*Exercise requirements*
Please recast the whole listing below as a numbered list, one entry per line, with the blank lines left out.

****

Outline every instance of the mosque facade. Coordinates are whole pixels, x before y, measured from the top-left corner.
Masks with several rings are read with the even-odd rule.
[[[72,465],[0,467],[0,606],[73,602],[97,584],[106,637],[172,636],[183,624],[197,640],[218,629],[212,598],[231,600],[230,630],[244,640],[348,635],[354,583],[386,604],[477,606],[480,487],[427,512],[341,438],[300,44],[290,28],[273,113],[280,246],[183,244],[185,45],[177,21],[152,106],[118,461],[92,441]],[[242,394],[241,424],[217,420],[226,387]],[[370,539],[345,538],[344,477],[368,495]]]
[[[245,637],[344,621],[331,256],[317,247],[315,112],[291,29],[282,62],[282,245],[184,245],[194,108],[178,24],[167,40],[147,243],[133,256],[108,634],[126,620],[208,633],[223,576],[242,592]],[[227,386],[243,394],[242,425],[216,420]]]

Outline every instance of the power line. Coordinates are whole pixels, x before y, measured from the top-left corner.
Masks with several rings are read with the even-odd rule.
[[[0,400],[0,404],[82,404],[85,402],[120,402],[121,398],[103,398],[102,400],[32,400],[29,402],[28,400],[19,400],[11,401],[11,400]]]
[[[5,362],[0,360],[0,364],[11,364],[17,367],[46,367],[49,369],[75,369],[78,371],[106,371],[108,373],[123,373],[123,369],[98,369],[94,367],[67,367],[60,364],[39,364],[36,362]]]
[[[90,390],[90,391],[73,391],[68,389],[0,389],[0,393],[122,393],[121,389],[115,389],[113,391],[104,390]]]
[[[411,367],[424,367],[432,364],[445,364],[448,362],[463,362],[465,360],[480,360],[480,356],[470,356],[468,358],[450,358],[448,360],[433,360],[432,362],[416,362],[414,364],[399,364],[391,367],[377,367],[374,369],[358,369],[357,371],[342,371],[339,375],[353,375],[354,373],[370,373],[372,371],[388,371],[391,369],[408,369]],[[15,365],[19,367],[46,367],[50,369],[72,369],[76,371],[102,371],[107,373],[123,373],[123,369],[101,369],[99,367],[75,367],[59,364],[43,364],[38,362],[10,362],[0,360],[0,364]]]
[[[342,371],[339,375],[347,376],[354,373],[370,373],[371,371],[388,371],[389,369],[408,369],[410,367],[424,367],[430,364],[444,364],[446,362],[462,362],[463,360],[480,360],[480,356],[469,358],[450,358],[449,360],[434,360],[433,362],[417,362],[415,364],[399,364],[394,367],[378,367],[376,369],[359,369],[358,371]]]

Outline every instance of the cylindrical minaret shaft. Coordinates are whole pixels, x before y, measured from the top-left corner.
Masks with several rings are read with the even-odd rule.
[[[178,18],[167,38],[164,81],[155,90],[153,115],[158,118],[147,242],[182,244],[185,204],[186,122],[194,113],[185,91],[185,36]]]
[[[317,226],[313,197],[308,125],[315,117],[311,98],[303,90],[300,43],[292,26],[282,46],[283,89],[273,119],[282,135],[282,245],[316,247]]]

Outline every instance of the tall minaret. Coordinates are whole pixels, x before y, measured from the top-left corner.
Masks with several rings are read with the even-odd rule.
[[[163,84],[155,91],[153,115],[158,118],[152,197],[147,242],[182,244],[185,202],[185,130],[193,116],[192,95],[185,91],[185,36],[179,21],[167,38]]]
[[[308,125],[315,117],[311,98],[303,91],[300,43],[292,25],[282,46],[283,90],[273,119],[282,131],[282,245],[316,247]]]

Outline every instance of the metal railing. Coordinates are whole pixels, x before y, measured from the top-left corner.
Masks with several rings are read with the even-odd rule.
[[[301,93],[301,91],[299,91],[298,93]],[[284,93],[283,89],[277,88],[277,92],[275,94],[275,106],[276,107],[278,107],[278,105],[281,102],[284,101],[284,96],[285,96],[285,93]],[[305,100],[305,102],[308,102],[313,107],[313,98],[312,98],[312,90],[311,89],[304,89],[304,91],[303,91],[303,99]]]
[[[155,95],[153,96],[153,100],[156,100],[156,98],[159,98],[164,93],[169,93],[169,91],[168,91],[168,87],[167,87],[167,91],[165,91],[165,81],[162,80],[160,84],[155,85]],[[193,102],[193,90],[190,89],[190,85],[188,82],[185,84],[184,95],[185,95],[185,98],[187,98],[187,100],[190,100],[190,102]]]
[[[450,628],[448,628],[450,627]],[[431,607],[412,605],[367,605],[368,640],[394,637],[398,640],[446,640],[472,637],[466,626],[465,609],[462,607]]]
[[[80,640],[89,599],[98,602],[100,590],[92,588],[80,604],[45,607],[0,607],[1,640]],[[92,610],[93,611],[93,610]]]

****

*Result for this exercise*
1. Outline every instance of the mosque facade. Coordinates are whole pixels, x before y, measured from the top-left corner.
2. Masks with several rings are read with the even-odd rule.
3. [[[72,465],[0,467],[0,606],[73,602],[97,584],[106,637],[172,636],[183,624],[197,640],[218,629],[212,598],[231,600],[230,630],[244,640],[348,635],[354,583],[386,604],[477,606],[480,487],[427,512],[341,438],[300,44],[290,28],[273,113],[280,246],[183,244],[185,45],[177,21],[152,106],[118,461],[92,441]],[[242,394],[241,424],[217,420],[226,387]],[[370,539],[345,538],[344,477],[368,495]]]
4. [[[245,637],[344,621],[331,256],[317,247],[315,112],[291,29],[282,62],[282,245],[184,245],[194,108],[178,24],[167,40],[147,243],[133,256],[108,634],[126,620],[208,633],[223,576],[242,592]],[[227,386],[243,394],[242,425],[216,420]]]
5. Outline every instance of the power line. Coordinates are whole pixels, x before y, measured from the top-left corner.
6. Masks with several rings are read with the even-odd rule.
7. [[[0,400],[0,404],[82,404],[85,402],[120,402],[121,398],[103,398],[102,400],[32,400],[29,402],[28,400],[19,400],[11,401],[11,400]]]
8. [[[5,362],[0,360],[0,364],[11,364],[17,367],[46,367],[49,369],[75,369],[78,371],[106,371],[108,373],[123,373],[123,369],[98,369],[94,367],[67,367],[60,364],[39,364],[36,362]]]
9. [[[90,390],[90,391],[73,391],[68,389],[0,389],[0,393],[122,393],[121,389],[115,389],[113,391],[104,390]]]
10. [[[411,367],[424,367],[432,364],[445,364],[448,362],[463,362],[465,360],[480,360],[480,356],[470,356],[468,358],[450,358],[448,360],[433,360],[432,362],[416,362],[414,364],[399,364],[391,367],[377,367],[374,369],[358,369],[357,371],[342,371],[339,375],[353,375],[354,373],[370,373],[372,371],[388,371],[391,369],[408,369]],[[15,365],[19,367],[46,367],[50,369],[72,369],[76,371],[102,371],[107,373],[123,373],[123,369],[101,369],[99,367],[75,367],[59,364],[43,364],[38,362],[10,362],[0,360],[0,364]]]
11. [[[342,371],[339,375],[347,376],[354,373],[370,373],[371,371],[388,371],[389,369],[408,369],[410,367],[424,367],[430,364],[444,364],[446,362],[462,362],[463,360],[480,360],[480,356],[469,358],[450,358],[449,360],[434,360],[433,362],[417,362],[415,364],[399,364],[394,367],[378,367],[376,369],[359,369],[358,371]]]
12. Outline every instance of the cylindrical minaret shaft. Coordinates are whole pixels, x before y, measured from the top-left corner.
13. Masks with several rings are read with the even-odd rule.
14. [[[178,18],[167,38],[164,81],[155,90],[153,115],[158,118],[147,242],[182,244],[185,204],[186,122],[194,113],[185,91],[185,36]]]
15. [[[317,226],[313,197],[308,125],[315,117],[311,98],[303,90],[300,43],[292,26],[282,46],[283,89],[273,119],[282,135],[282,245],[316,247]]]
16. Outline every instance of the tall minaret. Coordinates are whole pixels, x before y, measured from the top-left corner.
17. Masks with several rings are read with the even-odd rule.
18. [[[163,84],[155,91],[153,115],[158,118],[152,197],[147,242],[182,244],[185,202],[185,130],[193,116],[192,95],[185,91],[185,36],[179,21],[167,38]]]
19. [[[308,125],[315,117],[311,98],[303,91],[300,43],[292,25],[282,46],[283,90],[273,119],[282,131],[282,245],[316,247]]]
20. Outline every instance of the metal railing. Coordinates are whole pixels, x before y, measured from the top-left corner.
21. Masks with several rings are read with the even-odd rule.
22. [[[301,93],[301,91],[299,91],[298,93]],[[284,93],[283,89],[277,88],[277,92],[275,94],[275,106],[276,107],[278,107],[278,105],[281,102],[284,101],[284,96],[285,96],[285,93]],[[305,100],[305,102],[308,102],[313,107],[313,98],[312,98],[312,90],[311,89],[304,89],[304,91],[303,91],[303,99]]]
23. [[[155,95],[153,96],[153,100],[156,100],[156,98],[159,98],[164,93],[169,93],[169,91],[168,91],[168,87],[167,87],[167,91],[165,91],[165,81],[162,80],[160,84],[155,85]],[[193,102],[193,90],[190,89],[190,85],[188,82],[185,84],[184,95],[185,95],[185,98],[187,98],[187,100],[190,100],[190,102]]]
24. [[[450,628],[448,628],[450,627]],[[431,607],[412,605],[367,605],[368,640],[394,637],[398,640],[446,640],[472,637],[466,626],[465,609],[462,607]]]
25. [[[80,640],[89,599],[98,602],[100,590],[92,588],[80,604],[45,607],[0,607],[1,640]],[[92,610],[93,611],[93,610]]]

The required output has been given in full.